# Source text
☆ ☆ ☆ ☆ ☆
How do I get a protection order during court business hours?
If you need a protection order between 8:30 a.m. and 4:30 p.m., you should call your local court. You can find phone numbers for the courts that serve your city or town through the courthouse locator on Mass.gov. The court will collect your information and arrange an immediate hearing with a judge by video or phone. You can also bring your application to the court in person or contact the police directly.
How do I get a protection order when the court is closed?
If you need a protection order outside of court hours, you should call your police department. If an order is issued, the court will tell you the date and time for a follow up hearing after the defendant is given notice.
What information do I need to give the court during the application process for a protection order?
You will be asked for information to complete the application package for the type of protection order you’re asking for. This may include information like:
- The nature of your relationship with the defendant
- Contact information for you and the defendant
- The nature of the abuse or harassment that happened
- Whether or not you or the defendant are under 18
- Whether or not the defendant has any guns, ammunition, firearms identification cards, and/or a license to carry
- What you are asking the judge to order
I have a protection order that has a two-party hearing scheduled. How do I know if it will be in person or virtual?
Hearings may be in person or virtual (by phone or by videoconference). The court will let you know if you should appear in person or virtually. They may contact you by mail, email, or phone. They will also let the other parties in your case know if the hearing will be in person or virtual.
Do I have to participate in follow up hearings about my protection order?
If you want the current protection order to continue, you must participate in the hearing on the date and time listed in the notice. All protection orders that are due to expire will stay in effect until the matter is heard by a judge on the scheduled hearing date. The court will tell you about any future in person or virtual hearing dates.
If my hearing is in person, can I bring my cellphone?
Yes. During COVID-19, the Supreme Judicial Court (SJC) is allowing parties to bring their cellphones with them into courthouses.
What do I need to bring or have with me for the hearing?
Whether you are having an in person or virtual hearing, you should share anything you think is relevant that will help the judge make a decision. This could include text messages, voicemails, or photos. Contact the court if you want to present evidence through a witness, with documents, or with photos. At the hearing, the judge or judicial officer will decide if any witnesses will be allowed to testify.
I need an interpreter. What do I do?
To request an interpreter, contact the court. You can also let court staff know that you will need an interpreter during the application process.
☆ ☆ ☆ ☆ ☆
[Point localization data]
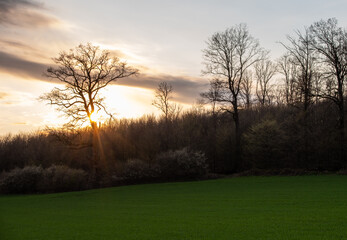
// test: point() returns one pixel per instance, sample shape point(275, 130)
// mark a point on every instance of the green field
point(305, 207)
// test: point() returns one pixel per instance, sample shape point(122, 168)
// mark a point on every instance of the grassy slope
point(308, 207)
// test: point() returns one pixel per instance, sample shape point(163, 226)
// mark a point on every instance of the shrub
point(24, 180)
point(62, 179)
point(264, 145)
point(33, 179)
point(182, 164)
point(135, 170)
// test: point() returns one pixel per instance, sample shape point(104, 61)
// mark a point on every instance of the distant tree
point(330, 41)
point(246, 89)
point(288, 68)
point(84, 71)
point(227, 57)
point(264, 71)
point(303, 56)
point(213, 94)
point(162, 101)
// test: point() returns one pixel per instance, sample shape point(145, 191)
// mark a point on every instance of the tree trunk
point(98, 158)
point(237, 165)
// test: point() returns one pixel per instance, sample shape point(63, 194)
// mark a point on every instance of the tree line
point(256, 114)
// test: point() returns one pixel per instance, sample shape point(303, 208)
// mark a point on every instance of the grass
point(305, 207)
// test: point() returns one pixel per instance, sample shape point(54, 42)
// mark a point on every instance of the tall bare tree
point(287, 67)
point(84, 71)
point(264, 71)
point(227, 56)
point(330, 41)
point(162, 101)
point(246, 88)
point(304, 57)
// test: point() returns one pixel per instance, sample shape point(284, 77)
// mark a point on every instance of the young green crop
point(305, 207)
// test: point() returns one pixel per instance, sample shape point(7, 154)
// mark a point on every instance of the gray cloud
point(17, 66)
point(186, 89)
point(24, 13)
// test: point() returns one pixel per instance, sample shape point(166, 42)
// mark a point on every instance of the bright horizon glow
point(163, 39)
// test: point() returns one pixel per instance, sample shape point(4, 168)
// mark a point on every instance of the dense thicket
point(255, 121)
point(272, 137)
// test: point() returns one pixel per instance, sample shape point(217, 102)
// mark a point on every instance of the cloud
point(18, 66)
point(186, 89)
point(24, 13)
point(3, 95)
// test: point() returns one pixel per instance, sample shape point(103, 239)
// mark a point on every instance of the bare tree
point(84, 71)
point(287, 67)
point(246, 89)
point(264, 71)
point(227, 56)
point(213, 94)
point(330, 41)
point(303, 56)
point(162, 101)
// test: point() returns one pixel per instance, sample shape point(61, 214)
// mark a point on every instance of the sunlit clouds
point(160, 38)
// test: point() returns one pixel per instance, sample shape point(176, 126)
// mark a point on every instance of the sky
point(163, 39)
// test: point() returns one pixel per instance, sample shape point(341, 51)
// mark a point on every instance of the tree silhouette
point(84, 71)
point(227, 57)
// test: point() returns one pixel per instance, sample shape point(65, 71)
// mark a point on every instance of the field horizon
point(281, 207)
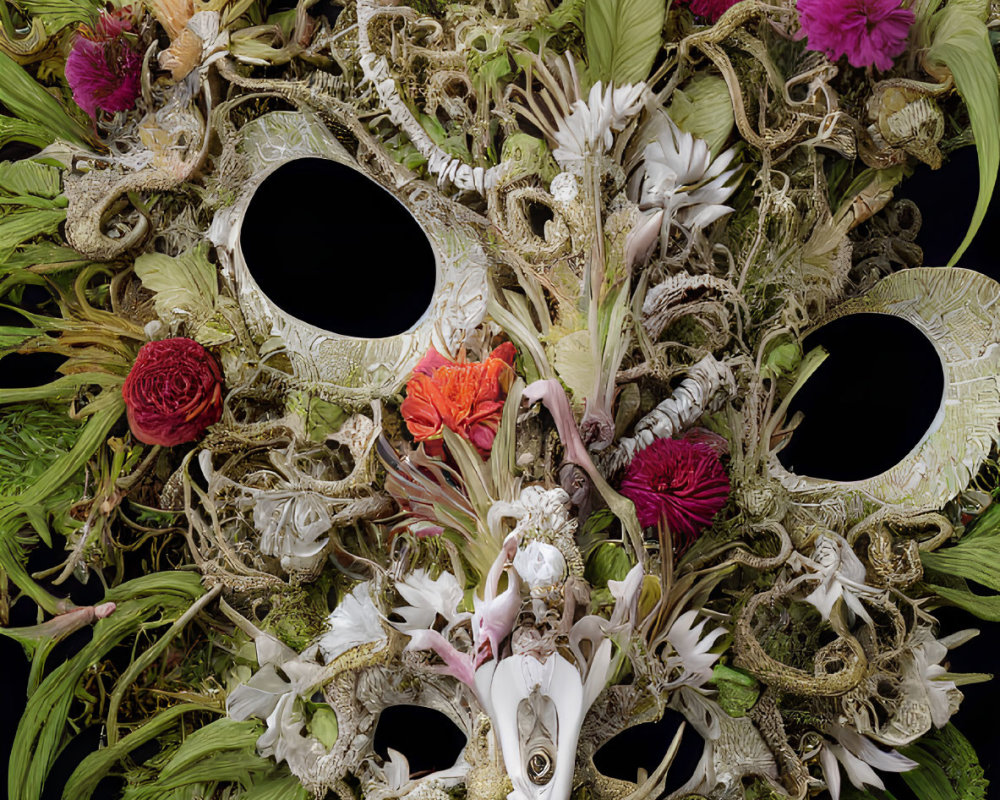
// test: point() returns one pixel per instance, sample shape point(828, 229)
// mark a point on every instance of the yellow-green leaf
point(960, 41)
point(27, 100)
point(622, 38)
point(704, 109)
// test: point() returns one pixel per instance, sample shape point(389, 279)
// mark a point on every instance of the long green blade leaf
point(961, 43)
point(27, 100)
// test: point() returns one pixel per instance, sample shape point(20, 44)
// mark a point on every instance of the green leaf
point(573, 358)
point(26, 99)
point(323, 726)
point(983, 606)
point(976, 559)
point(949, 767)
point(40, 731)
point(58, 14)
point(960, 42)
point(188, 282)
point(704, 109)
point(782, 358)
point(609, 562)
point(323, 419)
point(30, 177)
point(20, 226)
point(17, 130)
point(622, 38)
point(286, 787)
point(96, 766)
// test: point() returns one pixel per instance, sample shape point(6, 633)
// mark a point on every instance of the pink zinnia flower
point(868, 32)
point(710, 9)
point(103, 68)
point(680, 481)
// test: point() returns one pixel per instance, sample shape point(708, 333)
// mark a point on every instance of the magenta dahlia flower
point(103, 68)
point(710, 9)
point(680, 481)
point(868, 32)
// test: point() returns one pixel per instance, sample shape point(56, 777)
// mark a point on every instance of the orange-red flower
point(466, 397)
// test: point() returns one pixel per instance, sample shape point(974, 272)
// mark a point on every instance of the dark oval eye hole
point(643, 747)
point(331, 247)
point(428, 738)
point(870, 403)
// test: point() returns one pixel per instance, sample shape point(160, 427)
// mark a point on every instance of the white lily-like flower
point(540, 564)
point(355, 621)
point(923, 674)
point(626, 594)
point(691, 650)
point(680, 177)
point(840, 574)
point(678, 183)
point(860, 758)
point(536, 509)
point(564, 187)
point(428, 598)
point(587, 130)
point(492, 621)
point(274, 697)
point(293, 525)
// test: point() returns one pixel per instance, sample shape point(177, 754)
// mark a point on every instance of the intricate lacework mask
point(552, 508)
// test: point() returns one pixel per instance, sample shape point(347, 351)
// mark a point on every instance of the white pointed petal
point(598, 674)
point(858, 772)
point(831, 771)
point(397, 770)
point(354, 622)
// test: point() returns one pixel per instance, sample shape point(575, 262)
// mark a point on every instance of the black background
point(869, 403)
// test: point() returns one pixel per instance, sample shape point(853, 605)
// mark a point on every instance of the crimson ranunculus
point(173, 392)
point(466, 397)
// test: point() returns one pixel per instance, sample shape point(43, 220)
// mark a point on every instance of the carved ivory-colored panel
point(959, 311)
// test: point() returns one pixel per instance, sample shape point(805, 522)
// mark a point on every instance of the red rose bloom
point(173, 392)
point(465, 397)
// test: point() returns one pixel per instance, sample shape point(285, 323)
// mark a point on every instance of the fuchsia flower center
point(677, 482)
☆ ☆ ☆ ☆ ☆
# Your goal
Continue the protection order guidance, starting right after its final sentence about requesting an interpreter. The records come from a separate source and have no connection to the text.

# Answer to this exercise
Who is allowed to be in the courtroom for protection order hearings during COVID-19?
Court personnel, lawyers, parties, witnesses, advocates, and other people the judge decides are necessary can be present in a courtroom for in person proceedings. The judge may also allow members of the public, including the “news media”, to access the proceeding, which may include allowing them to sit in the courtroom, as long as there is enough space for them to social distance.
My protection order hearing will be virtual. Who else will be on the phone or video call?
All the people who would typically be present in a courtroom will also participate in virtual hearings. Members of the public can attend court hearings virtually unless there is a statute, rule, or order that prohibits it.
My protection order hearing is scheduled to be in person, but I have concerns about COVID-19. How can I request a virtual hearing instead?
Judges may let a participant (lawyer, party, or witness) appear virtually while other participants appear in person. To request to appear virtually, please call the court to ask how you should make this request. You may need to ask the clerk or register or file a motion with the judge.
Where can I find more information about available resources and help?
There are many agencies that can help you.
- Community based advocacy or crisis agencies can connect you with advocates who offer free and confidential services.
- SAFEPLAN Advocates are court-based and can help with restraining order applications.
- Victim Witness Advocates work for the local District Attorney’s Office and can answer questions about any pending criminal matters that involve violence against you.
- Child Witness to Violence programs can help if you are concerned about your child(ren)’s behavior related to the effect of violence or stress at home.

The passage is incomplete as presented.